_対象文章:_
口座凍結トラブルを防ぐ「代理人キャッシュカード」
……A.本当です。ただ、限定的な支払いなら可能になりました
口座名義人が死亡すると銀行口座が凍結されることはよく知られていますが、認知症などで判断能力が低下した場合にも凍結されることがあるのです。
「じゃあ、本人の医療費や介護費用はどうやって引き出すの」と思いますよね。その場合、成年後見制度を利用するよう提案されるはずです。でも実際には、成年後見制度は使い勝手が悪く、あまり広まっていないのが現状です。
そんななか全国銀行協会は、2020年、2021年と立てつづけに、認知症の高齢者の預金の引き出しについて、業界統一の考え方を示しました。その条件としては、「介護施設や病院の領収書などで、引き出す目的が明確になっていること」など、明らかに本人の利益になる場合に限ることをあげています。
そうはいっても、手間がかかるのは事実。手軽に引き出せる方法としては、家族で使える代理人キャッシュカードがおすすめです。生計を一にする親族であればカードを1~2枚作ることができます。銀行で「代理人指名手続き」を行えば、定期預金などの解約も可能です。
いずれにしても、口座名義人に判断能力がなくなってからでは手続きできませんので、早めの対応が必須と言えるでしょう。
「日常生活自立支援事業」の活用も検討
離れて暮らす親の判断能力が低下してきた場合、各地の社会福祉協議会の「日常生活自立支援事業」の活用を検討してみましょう。判断能力が十分でない人でも住み慣れた地域で暮らしつづけられるよう、契約した生活支援員が日常生活にかかる費用の管理や、印鑑や通帳などの重要書類の預かり、福祉サービスの利用料の支払い代行などをしてくれます。

_収集データ:_
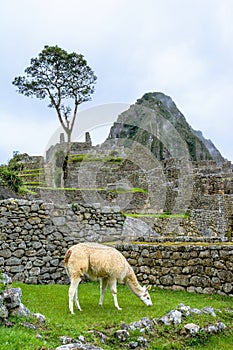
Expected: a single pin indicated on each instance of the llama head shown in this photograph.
(145, 296)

_作業依頼 1:_
口座凍結の文章から、次の問いに答えよ。
(a) 全国銀行協会が認知症の高齢者の預金引き出しについて業界統一の考え方を示したのは何年か。
(b) 生計を一にする親族が作れる代理人キャッシュカードは何枚か。
(c) 「日常生活自立支援事業」を行っているのはどこか。
_作業依頼 2:_
次の記述が口座凍結の文章の内容と合うかを「はい」か「いいえ」で判定し、根拠となる本文の語句をそのまま引用せよ。
(a) 成年後見制度は広く普及している。
(b) 代理人指名手続きを行えば、定期預金の解約もできる。
(c) 口座名義人の判断能力がなくなった後でも、代理人キャッシュカードの手続きは可能である。
_作業依頼 3:_
口座凍結の文章のうち、「いずれにしても、口座名義人に」から「払い代行などをしてくれます。」までを全部、一字一句違えずに書き写せ。

_解答 1:_
(a) 2020年と2021年
(b) 1~2枚
(c) 各地の社会福祉協議会

_解答 2:_
(a) いいえ。『成年後見制度は使い勝手が悪く、あまり広まっていないのが現状です』
(b) はい。『銀行で「代理人指名手続き」を行えば、定期預金などの解約も可能です』
(c) いいえ。『口座名義人に判断能力がなくなってからでは手続きできません』

_解答 3:_
いずれにしても、口座名義人に判断能力がなくなってからでは手続きできませんので、早めの対応が必須と言えるでしょう。
「日常生活自立支援事業」の活用も検討
離れて暮らす親の判断能力が低下してきた場合、各地の社会福祉協議会の「日常生活自立支援事業」の活用を検討してみましょう。判断能力が十分でない人でも住み慣れた地域で暮らしつづけられるよう、契約した生活支援員が日常生活にかかる費用の管理や、印鑑や通帳などの重要書類の預かり、福祉サービスの利用料の支払い代行などをしてくれます。